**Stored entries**
______
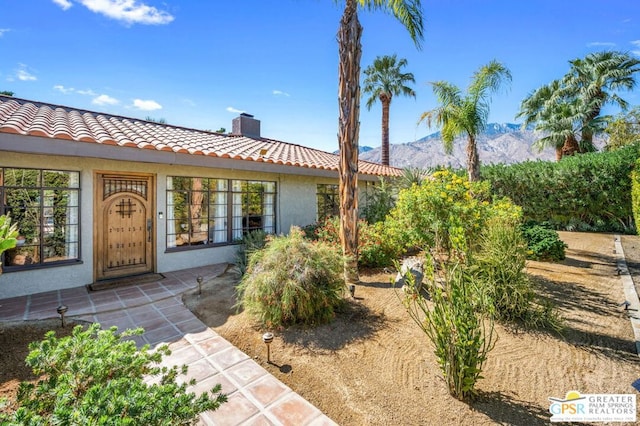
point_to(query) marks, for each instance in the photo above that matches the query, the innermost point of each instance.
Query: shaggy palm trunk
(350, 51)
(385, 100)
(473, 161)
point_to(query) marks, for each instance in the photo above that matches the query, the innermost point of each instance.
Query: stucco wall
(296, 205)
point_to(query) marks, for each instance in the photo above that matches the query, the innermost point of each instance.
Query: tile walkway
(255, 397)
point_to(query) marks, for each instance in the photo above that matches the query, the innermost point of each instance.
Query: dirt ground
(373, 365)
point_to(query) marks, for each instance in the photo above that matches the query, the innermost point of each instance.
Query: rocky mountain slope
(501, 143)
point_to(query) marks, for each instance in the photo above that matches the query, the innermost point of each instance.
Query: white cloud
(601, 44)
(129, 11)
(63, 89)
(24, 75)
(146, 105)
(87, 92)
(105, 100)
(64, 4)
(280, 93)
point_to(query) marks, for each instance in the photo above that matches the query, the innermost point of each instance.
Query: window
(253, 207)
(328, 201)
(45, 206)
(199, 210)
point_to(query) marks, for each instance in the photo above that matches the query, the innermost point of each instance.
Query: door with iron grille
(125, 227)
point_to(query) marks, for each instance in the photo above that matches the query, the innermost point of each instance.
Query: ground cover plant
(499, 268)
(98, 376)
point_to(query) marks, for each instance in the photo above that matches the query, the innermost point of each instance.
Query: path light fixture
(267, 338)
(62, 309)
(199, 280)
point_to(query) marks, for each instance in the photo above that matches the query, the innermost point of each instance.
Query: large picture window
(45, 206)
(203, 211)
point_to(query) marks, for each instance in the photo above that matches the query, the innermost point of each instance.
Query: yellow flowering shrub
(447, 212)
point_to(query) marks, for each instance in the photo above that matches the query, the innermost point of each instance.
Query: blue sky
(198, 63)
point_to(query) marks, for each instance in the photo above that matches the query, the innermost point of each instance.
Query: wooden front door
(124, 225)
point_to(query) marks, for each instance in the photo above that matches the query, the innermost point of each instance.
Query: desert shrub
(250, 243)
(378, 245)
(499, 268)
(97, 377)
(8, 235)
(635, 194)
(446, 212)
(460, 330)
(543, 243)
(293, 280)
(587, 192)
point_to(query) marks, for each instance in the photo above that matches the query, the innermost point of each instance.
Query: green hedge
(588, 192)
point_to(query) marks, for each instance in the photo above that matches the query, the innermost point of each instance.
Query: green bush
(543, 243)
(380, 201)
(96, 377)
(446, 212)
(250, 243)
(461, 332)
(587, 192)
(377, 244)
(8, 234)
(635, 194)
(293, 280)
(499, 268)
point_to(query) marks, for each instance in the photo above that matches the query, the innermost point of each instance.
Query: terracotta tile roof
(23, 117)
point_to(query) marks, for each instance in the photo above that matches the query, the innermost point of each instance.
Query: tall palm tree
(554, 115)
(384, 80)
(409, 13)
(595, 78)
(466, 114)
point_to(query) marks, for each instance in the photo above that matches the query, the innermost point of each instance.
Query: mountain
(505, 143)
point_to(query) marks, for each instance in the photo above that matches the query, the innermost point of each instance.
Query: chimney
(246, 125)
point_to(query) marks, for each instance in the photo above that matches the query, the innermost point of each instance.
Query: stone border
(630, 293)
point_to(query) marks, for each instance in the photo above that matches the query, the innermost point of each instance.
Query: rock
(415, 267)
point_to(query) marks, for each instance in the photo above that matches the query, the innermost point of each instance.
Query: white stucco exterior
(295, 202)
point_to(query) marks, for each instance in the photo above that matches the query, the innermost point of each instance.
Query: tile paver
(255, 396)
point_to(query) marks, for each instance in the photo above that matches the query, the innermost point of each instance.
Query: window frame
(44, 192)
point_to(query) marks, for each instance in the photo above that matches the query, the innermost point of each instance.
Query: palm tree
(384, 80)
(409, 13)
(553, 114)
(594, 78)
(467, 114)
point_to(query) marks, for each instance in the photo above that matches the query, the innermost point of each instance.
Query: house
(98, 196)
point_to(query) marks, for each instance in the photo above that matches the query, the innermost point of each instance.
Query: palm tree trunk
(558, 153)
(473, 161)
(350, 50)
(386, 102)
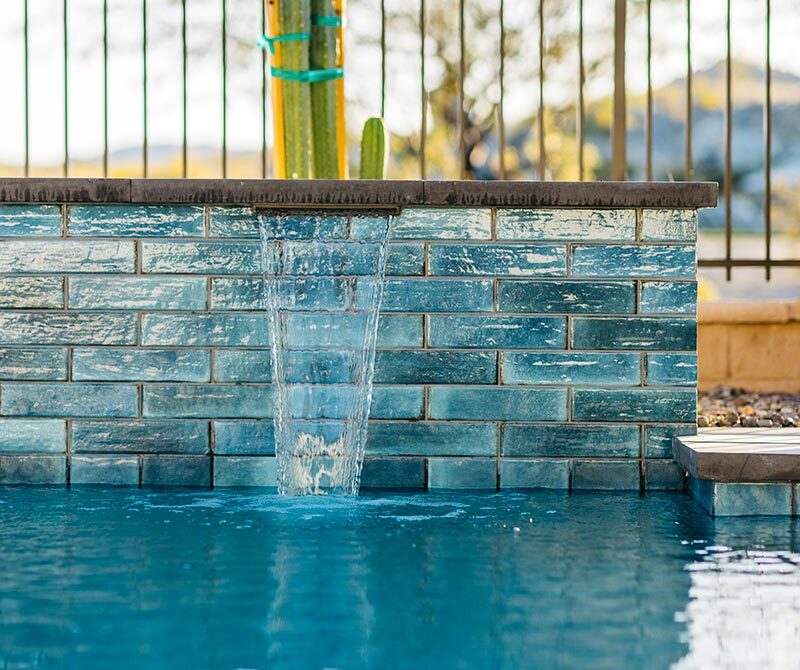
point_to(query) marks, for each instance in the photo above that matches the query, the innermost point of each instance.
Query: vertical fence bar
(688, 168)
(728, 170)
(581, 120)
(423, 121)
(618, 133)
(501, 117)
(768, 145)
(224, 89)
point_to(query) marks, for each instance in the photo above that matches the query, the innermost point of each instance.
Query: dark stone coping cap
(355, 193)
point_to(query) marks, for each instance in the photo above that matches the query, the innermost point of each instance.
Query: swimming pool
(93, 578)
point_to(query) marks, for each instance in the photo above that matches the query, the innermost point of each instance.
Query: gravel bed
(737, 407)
______
**What is needed**
Transcribe the data verbatim. No picture belongs in the result.

**Task solution**
point_to(query) marks, for each instance in the photo above that matches the query, the innermost point of each instance.
Query: shaggy palm trunk
(350, 51)
(385, 100)
(473, 161)
point_to(query) marks, for each instance in the photo above that matches the query, the innermost point of each instance.
Query: stucco wall
(296, 205)
point_to(query) marks, for each instance in the photo above that matches the query, the innermost point of each instance.
Query: tile walkway
(255, 397)
point_to(query) marks, for each instance in the photo above that matches the query, the innermost point of each instance.
Query: dirt ground
(373, 365)
point_to(query) marks, for each instance in the photo above that matches the query, the innermost point of each instance.
Query: rocky mountain slope
(501, 143)
point_to(query) marks, for each instance in the photo above that matches the query, the innermost point of each instance.
Query: white cloud
(601, 44)
(129, 11)
(63, 89)
(24, 75)
(146, 105)
(87, 92)
(105, 100)
(64, 4)
(280, 93)
point_to(query) marks, for each instance in the photo above that matches the query, the innermost point of each instance.
Query: window
(253, 207)
(328, 201)
(45, 206)
(199, 210)
point_to(query) marks, for each instance in the photo above that matches the query, the innermost point of each instance.
Query: door with iron grille
(125, 227)
point_to(query) marks, for each instance in the photo above that matches the query, the innermost point of each instance.
Query: ground cover plant
(499, 268)
(98, 376)
point_to(query) marks, for each instance in the photo above that matches the query, the innermost point of each instance.
Query: path light fixture
(267, 338)
(62, 309)
(199, 280)
point_to(query) marks, for each instance in the photo above that matches the query, the innermost point of each instance.
Query: large picture window
(45, 206)
(203, 211)
point_to(query) marks, for each instance in the photo above that matches the query, the innermost point of each instance.
Query: yellow flowering shrub
(447, 212)
point_to(query) marks, for each instance in the photo above that matches the query, the innermost point of each instance.
Query: blue sky
(198, 63)
point_to(query) marks, for each instance in the photo above that matches the query, the innermost point of each instance.
Query: wooden front door
(124, 225)
point_to(query) marks, for each instance in the photo above that matches the query, the innermost point of each instance.
Query: desert shrub
(250, 243)
(378, 245)
(499, 268)
(97, 377)
(8, 235)
(635, 194)
(446, 212)
(460, 330)
(543, 243)
(293, 280)
(587, 192)
point_to(query) marks, for each instance in the photo above that matches the query, the innermost point of each instance.
Query: green hedge
(588, 192)
point_to(query) marks, for each instance in the photo above that matches the query, the innermost point of each instance.
Query: green bush
(543, 243)
(380, 201)
(96, 377)
(446, 212)
(250, 243)
(461, 332)
(587, 192)
(377, 244)
(8, 234)
(635, 194)
(293, 280)
(499, 268)
point_to(query) marks, for each instance in the photo above that matches the query, the innermost point of each instance.
Query: terracotta tile roof
(23, 117)
point_to(query) marks, for each instance in the photo above that matches the query, the innermost point of each instance.
Query: tall palm tree
(554, 115)
(384, 80)
(409, 13)
(595, 78)
(466, 114)
point_to(query) marks, for each instance in the photo above that matches the query, the innermost point of each instance.
Query: mountain
(505, 143)
point_to(query) marks, for each instance in the photo above that matches the query, the innermost point of each instance.
Query: chimney
(246, 125)
point_to(query) marks, for each instance in the photo above that matches the query, the innermost point of each instance.
Query: stone border
(630, 293)
point_to(query) marks, for each instance in the photo above that matches the query, the innermost point of each instance.
Query: rock
(415, 267)
point_to(query) marks, for each instance in the photo above that matches the query, the innermost point of each instance.
Query: white stucco exterior
(295, 202)
point_to(query) marks, for each instance in the photo above that matches the query, the innermost point of each instance.
Query: tile paver
(255, 396)
point_to(query) marks, for each instance in the photo above that matches the query, the innermost point of each instance.
Query: window frame
(44, 192)
point_to(query) marks, for each instance in the photo above that matches the query, the innermost point of each instance.
Query: palm tree
(384, 80)
(409, 13)
(553, 114)
(594, 78)
(467, 114)
point_to(query) marks, for each instance in the photo above that matches the query, the innermost point of each instance.
Query: house
(98, 196)
point_to(query) marks, for each instance in the photo above that matches the query, the innermost point of each instance.
Query: palm tree trunk
(558, 153)
(473, 161)
(350, 50)
(386, 102)
point_to(query) marks, for each instance in the photo above that matches the query, the innermost point of each instance.
Query: vertical fence bar
(688, 168)
(728, 170)
(581, 120)
(423, 121)
(618, 133)
(501, 117)
(768, 145)
(224, 89)
point_to(query) marks, for each instance in the photo above that matches the query, the innermost point of each instance.
Query: dark stone coping cap
(355, 193)
point_to(query) marks, for each instance in the photo above that matches the query, the innermost point of each instance.
Query: swimming pool
(93, 578)
point_to(query) marks, for each instance in the photo above that matches the query, the innermost point of each instance.
Query: gravel bed
(737, 407)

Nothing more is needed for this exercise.